[Pointing records]
============

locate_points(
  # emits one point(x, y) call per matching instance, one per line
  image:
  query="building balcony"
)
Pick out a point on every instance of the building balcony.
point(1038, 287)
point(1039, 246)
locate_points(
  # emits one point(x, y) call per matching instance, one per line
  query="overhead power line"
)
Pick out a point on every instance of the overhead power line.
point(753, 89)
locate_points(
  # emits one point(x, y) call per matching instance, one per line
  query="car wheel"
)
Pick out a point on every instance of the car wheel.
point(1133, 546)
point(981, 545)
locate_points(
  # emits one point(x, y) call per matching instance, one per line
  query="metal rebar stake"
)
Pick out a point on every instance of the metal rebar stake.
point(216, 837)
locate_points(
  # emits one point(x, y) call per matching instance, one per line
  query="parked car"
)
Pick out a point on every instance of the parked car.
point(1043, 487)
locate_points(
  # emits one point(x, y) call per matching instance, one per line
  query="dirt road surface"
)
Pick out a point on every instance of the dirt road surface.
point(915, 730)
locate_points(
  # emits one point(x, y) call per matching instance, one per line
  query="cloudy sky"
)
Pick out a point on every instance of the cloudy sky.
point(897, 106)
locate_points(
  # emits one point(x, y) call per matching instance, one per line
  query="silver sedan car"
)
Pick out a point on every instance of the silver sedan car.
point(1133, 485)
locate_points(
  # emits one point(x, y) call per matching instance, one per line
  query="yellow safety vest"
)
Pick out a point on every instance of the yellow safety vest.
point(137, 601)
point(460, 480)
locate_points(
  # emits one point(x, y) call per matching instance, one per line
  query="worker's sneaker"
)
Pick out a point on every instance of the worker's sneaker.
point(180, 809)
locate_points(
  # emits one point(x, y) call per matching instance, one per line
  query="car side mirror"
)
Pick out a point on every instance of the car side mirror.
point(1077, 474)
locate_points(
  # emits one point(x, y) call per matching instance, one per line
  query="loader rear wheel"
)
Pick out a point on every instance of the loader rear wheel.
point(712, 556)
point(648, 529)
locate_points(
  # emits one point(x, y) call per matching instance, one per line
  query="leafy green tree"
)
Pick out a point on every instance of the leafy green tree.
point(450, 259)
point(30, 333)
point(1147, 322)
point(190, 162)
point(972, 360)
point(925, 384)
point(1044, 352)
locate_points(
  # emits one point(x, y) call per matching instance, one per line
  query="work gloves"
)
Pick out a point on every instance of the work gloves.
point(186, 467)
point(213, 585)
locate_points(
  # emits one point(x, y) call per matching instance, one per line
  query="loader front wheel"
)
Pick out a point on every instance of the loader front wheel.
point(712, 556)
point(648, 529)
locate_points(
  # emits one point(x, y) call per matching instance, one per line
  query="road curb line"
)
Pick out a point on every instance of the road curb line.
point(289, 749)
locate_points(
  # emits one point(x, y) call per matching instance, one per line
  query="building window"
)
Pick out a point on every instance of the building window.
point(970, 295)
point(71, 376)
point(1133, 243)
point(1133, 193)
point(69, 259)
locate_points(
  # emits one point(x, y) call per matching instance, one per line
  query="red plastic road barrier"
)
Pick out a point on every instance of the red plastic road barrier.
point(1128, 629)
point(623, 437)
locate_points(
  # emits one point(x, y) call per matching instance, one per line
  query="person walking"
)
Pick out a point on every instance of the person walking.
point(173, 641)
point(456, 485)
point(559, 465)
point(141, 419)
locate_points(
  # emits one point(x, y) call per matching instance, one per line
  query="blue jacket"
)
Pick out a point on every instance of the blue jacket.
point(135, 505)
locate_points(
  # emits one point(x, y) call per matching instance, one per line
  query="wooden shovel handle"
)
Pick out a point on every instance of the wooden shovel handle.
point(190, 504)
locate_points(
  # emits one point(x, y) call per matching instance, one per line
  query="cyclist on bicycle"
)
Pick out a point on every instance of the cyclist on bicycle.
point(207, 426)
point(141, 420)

============

Rewrite all of the data above, substituting "Mark" for every occurrence of "Pick out" and leaving everything else unchanged.

# The response:
locate_points(
  # emits one point(x, y) call per matching instance, one per line
  image:
  query="building balcony"
)
Mark a point on every instance of the building balcony.
point(1038, 287)
point(1039, 246)
locate_points(
  # emits one point(x, y) call per matching instance, one per line
  query="overhead power line"
)
Mark a point on every instance of the overhead power line.
point(753, 89)
locate_points(
  # emits one point(x, y) call per matching instance, one per line
  query="car wheel"
)
Mark a point on every instance of the car wheel.
point(1133, 546)
point(981, 545)
locate_points(
  # emits one point(x, y) call per matching instance, one per line
  query="metal rebar stake"
)
Mark a point on every instance of the metal rebar stake.
point(216, 837)
locate_points(
  # emits one point(x, y) call per matching instance, one per line
  query="parked car"
)
Mark a point on every instance of the parked car.
point(1043, 487)
locate_points(
  # emits one point(x, y) call per matching instance, one per line
  query="dirt road surface"
)
Mark a point on every instance of the dirt road surface.
point(915, 730)
locate_points(
  # emits one point(x, y) call per matching instance, one per line
  query="cloudy sky"
)
Mark a point on every instance of the cloudy sky.
point(897, 106)
locate_points(
  # emits one point(x, y) call per matching instance, one per line
  query="silver sedan car"
)
Mark a point on every instance of the silver sedan car.
point(1133, 485)
locate_points(
  # emits one point(x, y) call per matching instance, one per line
  query="yellow safety vest"
)
Mark a point on every instance of the yellow safety vest.
point(137, 601)
point(460, 480)
locate_points(
  # emits one point(x, y) call per matching instance, one per line
  query="worker's sneaker"
)
Mark a point on every instance of the worker's sneaker.
point(180, 809)
locate_points(
  # emits one point(x, y) call per matching instance, one per line
  query="car side mirror"
)
Mark a point on every instance of the car side mirror.
point(1077, 474)
locate_points(
  # emits one point(x, y) call per matching instance, one per line
  query="loader rear wheel"
)
Mark a point on every instance of the loader rear wheel.
point(712, 556)
point(648, 529)
locate_points(
  # emits one point(x, y) call per matching instance, one per line
  query="leafy green tree"
)
Mark a point on every instance of the leafy green tree.
point(450, 259)
point(30, 333)
point(1147, 322)
point(190, 162)
point(972, 360)
point(925, 384)
point(1044, 352)
locate_points(
  # emits one point(x, y) call per matching instance, one per line
  query="work gloves"
)
Mark a point on every instance of the work gloves.
point(186, 467)
point(213, 585)
locate_points(
  # emits one point(x, y) call per matching instance, one per line
  query="loader front wheel"
)
Mark a point on every instance of the loader front wheel.
point(712, 556)
point(648, 529)
locate_points(
  # emits one point(x, y) call per matching instance, one per line
  query="road curb line"
)
Mark a point on every instance of the road curb line.
point(289, 749)
locate_points(
  # emits one point(x, y) call per matching instance, one per line
  query="building window"
)
Mark a point on every instance of the building window.
point(970, 295)
point(71, 376)
point(1133, 243)
point(1133, 193)
point(69, 259)
locate_points(
  # emits one point(x, y) call per matching instance, one per line
  query="red plastic road barrier"
)
Mark a point on every instance of the red plastic road barrier.
point(1128, 629)
point(623, 437)
locate_points(
  # emits one point(x, y) call per matching instance, one per line
  query="person walking"
)
Mark a point on every instance of the person walking.
point(173, 641)
point(456, 485)
point(559, 465)
point(141, 419)
locate_points(
  # emits one point(x, y) call per matching instance, one per line
  query="blue jacket"
)
Mark a point on every instance of the blue jacket.
point(135, 505)
locate_points(
  # emits one point(x, y) call per matching instance, one per line
  query="wooden shovel handle"
)
Mark a point on every instance of the wooden shovel handle.
point(190, 504)
locate_points(
  # emits one point(x, y) call per matching instance, one per line
  query="cyclist on bicycle"
)
Mark a point on every instance of the cyclist on bicycle.
point(207, 426)
point(141, 420)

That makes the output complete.